→ Stated task:
Reproduce each of the following items verbatim, character for character.

(Stored dataset items)
::::::::::
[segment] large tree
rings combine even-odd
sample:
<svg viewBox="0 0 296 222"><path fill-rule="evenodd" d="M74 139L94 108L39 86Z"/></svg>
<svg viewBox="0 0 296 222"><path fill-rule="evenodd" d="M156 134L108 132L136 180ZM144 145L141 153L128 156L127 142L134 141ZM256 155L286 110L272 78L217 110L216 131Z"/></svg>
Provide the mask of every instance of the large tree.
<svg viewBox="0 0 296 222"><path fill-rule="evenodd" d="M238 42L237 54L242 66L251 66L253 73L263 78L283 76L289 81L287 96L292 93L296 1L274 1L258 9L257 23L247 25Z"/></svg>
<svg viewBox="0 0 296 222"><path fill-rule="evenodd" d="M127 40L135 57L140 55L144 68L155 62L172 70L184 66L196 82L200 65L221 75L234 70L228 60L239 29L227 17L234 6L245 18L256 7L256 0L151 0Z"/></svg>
::::::::::
→ Final result:
[segment] large tree
rings combine even-odd
sample:
<svg viewBox="0 0 296 222"><path fill-rule="evenodd" d="M74 139L94 108L39 86Z"/></svg>
<svg viewBox="0 0 296 222"><path fill-rule="evenodd" d="M156 134L108 132L136 180ZM144 145L141 153L128 156L127 142L134 141ZM256 155L286 110L272 78L217 110L216 131Z"/></svg>
Provide the mask of every instance of the large tree.
<svg viewBox="0 0 296 222"><path fill-rule="evenodd" d="M238 42L237 54L242 66L251 66L253 73L263 78L283 76L289 81L287 96L292 93L296 1L274 1L258 9L257 23L247 25Z"/></svg>
<svg viewBox="0 0 296 222"><path fill-rule="evenodd" d="M127 40L135 57L140 55L144 68L155 62L172 70L184 66L196 82L200 65L221 75L234 70L228 60L239 29L227 17L234 6L245 18L256 7L256 0L151 0Z"/></svg>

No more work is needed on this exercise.